REQUIRED ACTIONS:
[1] Please copy from the passage on wild edibles, beginning at the words "I know many" and stopping after "a different taste.".
[2] Write what comes next in the passage on foraging wild edibles, picking up after its final sentence.

DOCUMENT SEGMENT:
################

In the summer months, my kids live off wild mulberries and blackberries! We also freeze or make wine out of whatever their bellies don’t have room for. Mulberry trees can be found anywhere and are the bane of most landscapers’ existence because they are so hard to kill. Blackberries grow in thorny, thick patches that are sometimes hard to access. I also like to chomp on a few autumn olive berries when I’m out deer hunting, and if I were to find them while camping, we would certainly harvest them. All of these berries are great, healthy snacks that are fun to gather and make a healthy and delicious dessert. Dried and mixed with nuts for a trail mix is also a nice way to serve wild berries. Generally they don’t last long enough to dry!
I know many foragers enjoy a good cup of sassafras/mint tea. Both grow wild and can easily be harvested for teas. Just simply pick the leaves and throw them in water, or get a bit more complex by boiling the leaves, sassafras root and maybe some berries for a different taste.
There are also many different types of edible mushrooms but I just stick to morels. Fiddle head ferns are popular and there always seems to be a person or two digging cattail roots to boil. I’m starting to realize there are many more wild edibles that I haven’t tried. Maybe I’ll use that as an excuse to go camping soon!

################

DATASET EXTRACT:
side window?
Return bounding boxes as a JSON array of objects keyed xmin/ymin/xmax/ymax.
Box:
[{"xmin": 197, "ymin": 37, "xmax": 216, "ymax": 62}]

################

TASK RESULTS:
[1]
I know many foragers enjoy a good cup of sassafras/mint tea. Both grow wild and can easily be harvested for teas. Just simply pick the leaves and throw them in water, or get a bit more complex by boiling the leaves, sassafras root and maybe some berries for a different taste.

[2]
I’m sort of a hardwood snob when it comes to cooking over a fire. We burn wood to heat our home and I don’t turn any of it away. But… when cooking over a flame, I stick to three kinds of wood: oak, hickory and cherry. These hardwoods flame up nicely, if that’s what the cook is after, and they also create a hot bed of coals to last through the night. Also, the odor of their smoke isn’t too offensive. Whenever burning wood it’s important to make sure that it is properly “seasoned” or dried. I always cut my own firewood so I get it the way I want. I split my cooking wood down nice and small, and stack in a sunny, windy location to dry. I always use some 2x4s or large sticks to set the wood on, well off the moist ground. If forced to buy firewood, make sure it is very dry. Well-seasoned wood should make a “clanking” sound when banged together. If it makes a dull thud, or simply looks green, it may not be ready to burn.
When cooking, I prefer cooking over hot coals vs. a flame. Cooking over a flame can result in burning the food. Other essentials besides good wood are a Dutch oven, a grill grate, lots of tin foil, and plenty of cooking spray. If no cooking spray is available, rendered back grease adds great flavor and is present at almost every campsite across the nation.
Odds and Ends
I didn’t mention hunting or fishing, but if in season, harvest some meat! We love batter fried squirrel, or a heaping plate of crispy fish fillets. There’s not much better than fresh venison tenderloin, wrapped in bacon, crisp from an open flame. Waterfowl are not only fun to hunt, but delicious when properly prepared at a campsite. When the salmon are running in the rivers nearby our campsite- holy cow do we eat well! I’m a hunter at heart and there is almost always some sort of wild protein to be harvested and eaten on any camping trip.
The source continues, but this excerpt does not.